#### What this task involves
Your copy of the data should match it exactly, leaving out only the pictures.

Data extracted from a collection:
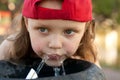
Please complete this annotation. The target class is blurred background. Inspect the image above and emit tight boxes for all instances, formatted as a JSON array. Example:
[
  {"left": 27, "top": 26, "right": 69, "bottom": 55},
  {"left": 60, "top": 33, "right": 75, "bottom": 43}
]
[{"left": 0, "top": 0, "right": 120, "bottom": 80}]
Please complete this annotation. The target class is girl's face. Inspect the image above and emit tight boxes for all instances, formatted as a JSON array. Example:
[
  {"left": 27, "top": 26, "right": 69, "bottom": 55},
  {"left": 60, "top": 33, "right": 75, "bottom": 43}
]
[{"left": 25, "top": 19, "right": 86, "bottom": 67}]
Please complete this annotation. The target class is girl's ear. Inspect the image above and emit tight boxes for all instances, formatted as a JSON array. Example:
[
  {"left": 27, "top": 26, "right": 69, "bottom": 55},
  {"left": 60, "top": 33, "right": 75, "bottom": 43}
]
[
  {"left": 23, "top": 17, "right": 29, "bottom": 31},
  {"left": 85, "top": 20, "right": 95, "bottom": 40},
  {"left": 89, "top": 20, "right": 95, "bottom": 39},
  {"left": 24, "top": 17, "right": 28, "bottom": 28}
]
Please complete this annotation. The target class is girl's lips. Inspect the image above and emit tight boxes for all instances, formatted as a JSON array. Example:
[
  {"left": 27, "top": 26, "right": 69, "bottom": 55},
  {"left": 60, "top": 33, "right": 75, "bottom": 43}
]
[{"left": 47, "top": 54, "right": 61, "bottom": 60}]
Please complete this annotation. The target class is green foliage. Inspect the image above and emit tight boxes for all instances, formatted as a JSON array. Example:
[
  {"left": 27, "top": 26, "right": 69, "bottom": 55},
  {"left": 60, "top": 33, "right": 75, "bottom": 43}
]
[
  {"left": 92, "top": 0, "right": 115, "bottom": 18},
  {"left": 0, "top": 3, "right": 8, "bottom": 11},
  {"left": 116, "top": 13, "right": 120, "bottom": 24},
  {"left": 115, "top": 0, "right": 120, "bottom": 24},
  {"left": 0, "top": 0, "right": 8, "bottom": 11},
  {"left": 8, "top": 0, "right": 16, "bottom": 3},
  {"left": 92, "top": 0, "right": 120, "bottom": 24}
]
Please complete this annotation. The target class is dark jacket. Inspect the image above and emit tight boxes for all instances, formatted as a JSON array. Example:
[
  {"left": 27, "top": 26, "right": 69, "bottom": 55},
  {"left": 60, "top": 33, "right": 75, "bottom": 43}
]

#### Expected output
Please complete this annotation. The target class is blurred background. Inspect the image above and emit tight boxes for all instances, formatted as a JSON array. Example:
[
  {"left": 27, "top": 26, "right": 69, "bottom": 55},
  {"left": 60, "top": 33, "right": 75, "bottom": 43}
]
[{"left": 0, "top": 0, "right": 120, "bottom": 80}]
Please complete this annotation. The target class is girl's face. Inspect the image above and emit tight boxes for all instances, formatted as a JSON array. Example:
[
  {"left": 27, "top": 26, "right": 69, "bottom": 55},
  {"left": 60, "top": 33, "right": 75, "bottom": 43}
]
[{"left": 25, "top": 19, "right": 86, "bottom": 67}]
Please complete this annotation. The target class is girl's ear. Inspect the image above and emit tight boxes for all instances, formatted as a JSON array. Example:
[
  {"left": 27, "top": 26, "right": 69, "bottom": 55},
  {"left": 60, "top": 33, "right": 75, "bottom": 43}
]
[
  {"left": 23, "top": 17, "right": 29, "bottom": 31},
  {"left": 85, "top": 20, "right": 95, "bottom": 40},
  {"left": 89, "top": 20, "right": 95, "bottom": 39},
  {"left": 24, "top": 17, "right": 28, "bottom": 28}
]
Please complete this annotation. The target class is girl's lips. Inspect the image above and emit tight boxes for all instances, formatted as a JSON array. Example:
[
  {"left": 27, "top": 26, "right": 69, "bottom": 55},
  {"left": 60, "top": 33, "right": 75, "bottom": 43}
]
[{"left": 47, "top": 54, "right": 61, "bottom": 60}]
Please complete this annotation. The target class is green foliage. Inspect the image above and emit tight boxes for all instances, formatted as a JSON array. Example:
[
  {"left": 27, "top": 26, "right": 69, "bottom": 55},
  {"left": 60, "top": 33, "right": 75, "bottom": 43}
]
[
  {"left": 92, "top": 0, "right": 115, "bottom": 18},
  {"left": 0, "top": 3, "right": 8, "bottom": 11},
  {"left": 116, "top": 13, "right": 120, "bottom": 24},
  {"left": 115, "top": 0, "right": 120, "bottom": 24},
  {"left": 0, "top": 0, "right": 8, "bottom": 11},
  {"left": 8, "top": 0, "right": 16, "bottom": 3},
  {"left": 92, "top": 0, "right": 120, "bottom": 24}
]
Please complete this annotation. The target class is dark jacket. Inspect the image above and emit tight boxes for all instances, formatted as a JSON array. Example:
[
  {"left": 27, "top": 26, "right": 69, "bottom": 55},
  {"left": 60, "top": 33, "right": 75, "bottom": 43}
]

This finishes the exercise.